- **ARTIGO**
━━━━━━

Domingo de Ramos

05-04-2020

DOMINGO DE RAMOS NA PAIXÃO DO SENHOR

5 de Abril 2020


Caros irmãos,

1. O Domingo de Ramos é uma espécie de pórtico de entrada da Semana Santa: somos colocados diante do amor de Deus que se manifesta na morte e na ressurreição do Senhor para que, ao longo da semana, possamos ir vivendo e crescendo no acolhimento do que significa hoje ser cristão.

Com efeito, no Domingo de Ramos, somos, por um lado, confrontados com a morte de Jesus, com a Sua Paixão; e, por outro lado, somos também convidados à aclamação e à alegria, reconhecendo naquele Crucificado a vitória de Deus - que o mesmo é dizer: a vitória do amor e da vida.

Como vamos, pois, viver esta Semana Santa? Vamos vivê-la, antes de mais, como Jesus a viveu, acompanhando-O, colocando-nos no seu seguimento. O mesmo é dizer: vamos vivê-la como discípulos. A isso nos convidava o Profeta Isaías.

━━━━━━

- **MATERIAL FORNECIDO**
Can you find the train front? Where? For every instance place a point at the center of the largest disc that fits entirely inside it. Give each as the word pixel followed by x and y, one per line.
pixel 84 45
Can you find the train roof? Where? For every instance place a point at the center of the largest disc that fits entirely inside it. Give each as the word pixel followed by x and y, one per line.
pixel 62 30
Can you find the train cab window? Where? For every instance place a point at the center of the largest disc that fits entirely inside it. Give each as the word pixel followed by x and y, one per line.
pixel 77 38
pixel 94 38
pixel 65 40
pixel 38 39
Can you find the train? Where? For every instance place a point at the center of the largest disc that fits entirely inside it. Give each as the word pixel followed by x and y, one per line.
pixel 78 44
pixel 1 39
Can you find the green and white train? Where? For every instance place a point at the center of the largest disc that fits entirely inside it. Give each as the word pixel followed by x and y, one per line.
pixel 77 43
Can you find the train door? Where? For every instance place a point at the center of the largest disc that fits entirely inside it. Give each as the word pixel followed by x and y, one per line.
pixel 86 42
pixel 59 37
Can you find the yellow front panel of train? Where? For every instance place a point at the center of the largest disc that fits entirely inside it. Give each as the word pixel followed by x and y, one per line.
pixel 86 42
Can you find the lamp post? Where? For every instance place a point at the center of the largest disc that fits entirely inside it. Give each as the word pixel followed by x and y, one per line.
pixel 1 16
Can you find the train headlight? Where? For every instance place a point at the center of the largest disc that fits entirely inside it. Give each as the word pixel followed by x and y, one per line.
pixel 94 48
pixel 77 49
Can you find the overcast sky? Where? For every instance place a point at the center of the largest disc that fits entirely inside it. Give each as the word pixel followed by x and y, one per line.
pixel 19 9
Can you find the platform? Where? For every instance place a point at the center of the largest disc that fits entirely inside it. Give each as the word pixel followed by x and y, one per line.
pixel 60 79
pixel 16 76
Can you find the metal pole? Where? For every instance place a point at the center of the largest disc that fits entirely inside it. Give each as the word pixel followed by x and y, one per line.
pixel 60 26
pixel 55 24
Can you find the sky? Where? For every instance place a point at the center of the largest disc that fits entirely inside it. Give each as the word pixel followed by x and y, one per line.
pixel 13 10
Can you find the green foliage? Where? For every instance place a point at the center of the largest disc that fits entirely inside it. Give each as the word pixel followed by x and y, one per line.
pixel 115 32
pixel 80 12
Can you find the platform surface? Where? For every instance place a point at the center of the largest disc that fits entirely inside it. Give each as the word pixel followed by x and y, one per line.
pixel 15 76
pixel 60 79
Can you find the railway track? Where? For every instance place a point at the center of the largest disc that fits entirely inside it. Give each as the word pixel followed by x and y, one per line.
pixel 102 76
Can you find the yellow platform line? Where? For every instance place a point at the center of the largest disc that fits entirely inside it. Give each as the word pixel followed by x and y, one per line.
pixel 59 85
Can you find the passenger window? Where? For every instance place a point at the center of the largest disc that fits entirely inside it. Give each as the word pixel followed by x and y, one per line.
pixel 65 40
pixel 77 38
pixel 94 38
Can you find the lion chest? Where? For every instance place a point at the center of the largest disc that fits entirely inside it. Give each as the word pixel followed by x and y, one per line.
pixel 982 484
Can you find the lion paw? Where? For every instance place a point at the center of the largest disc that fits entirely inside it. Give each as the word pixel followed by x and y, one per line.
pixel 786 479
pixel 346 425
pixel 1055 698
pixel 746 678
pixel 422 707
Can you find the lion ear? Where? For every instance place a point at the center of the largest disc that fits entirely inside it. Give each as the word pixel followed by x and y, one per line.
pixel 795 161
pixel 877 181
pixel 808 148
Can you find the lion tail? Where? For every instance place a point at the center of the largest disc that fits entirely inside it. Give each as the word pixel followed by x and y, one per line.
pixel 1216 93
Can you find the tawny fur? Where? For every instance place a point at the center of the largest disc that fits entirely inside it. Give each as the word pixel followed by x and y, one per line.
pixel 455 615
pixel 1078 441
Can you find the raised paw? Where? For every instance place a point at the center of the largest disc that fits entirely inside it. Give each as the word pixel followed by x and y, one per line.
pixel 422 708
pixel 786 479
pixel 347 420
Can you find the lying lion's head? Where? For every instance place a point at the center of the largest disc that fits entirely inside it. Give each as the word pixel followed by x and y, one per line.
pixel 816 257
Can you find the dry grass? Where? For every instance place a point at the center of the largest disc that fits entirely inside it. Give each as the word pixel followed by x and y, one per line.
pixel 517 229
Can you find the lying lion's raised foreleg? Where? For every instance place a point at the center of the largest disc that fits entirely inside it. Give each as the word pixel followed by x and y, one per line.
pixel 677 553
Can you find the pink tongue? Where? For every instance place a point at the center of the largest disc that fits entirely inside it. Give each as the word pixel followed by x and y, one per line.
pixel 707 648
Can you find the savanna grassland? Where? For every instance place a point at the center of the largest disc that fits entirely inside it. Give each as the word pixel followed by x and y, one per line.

━━━━━━

- **DESCRIÇÃO DA TAREFA**
Apresente sem alterações todo o trecho do texto sobre o Domingo de Ramos que vai de "5 de Abril 2020" até "o Profeta Isaías.".

- **SOLUÇÃO**
5 de Abril 2020


Caros irmãos,

1. O Domingo de Ramos é uma espécie de pórtico de entrada da Semana Santa: somos colocados diante do amor de Deus que se manifesta na morte e na ressurreição do Senhor para que, ao longo da semana, possamos ir vivendo e crescendo no acolhimento do que significa hoje ser cristão.

Com efeito, no Domingo de Ramos, somos, por um lado, confrontados com a morte de Jesus, com a Sua Paixão; e, por outro lado, somos também convidados à aclamação e à alegria, reconhecendo naquele Crucificado a vitória de Deus - que o mesmo é dizer: a vitória do amor e da vida.

Como vamos, pois, viver esta Semana Santa? Vamos vivê-la, antes de mais, como Jesus a viveu, acompanhando-O, colocando-nos no seu seguimento. O mesmo é dizer: vamos vivê-la como discípulos. A isso nos convidava o Profeta Isaías.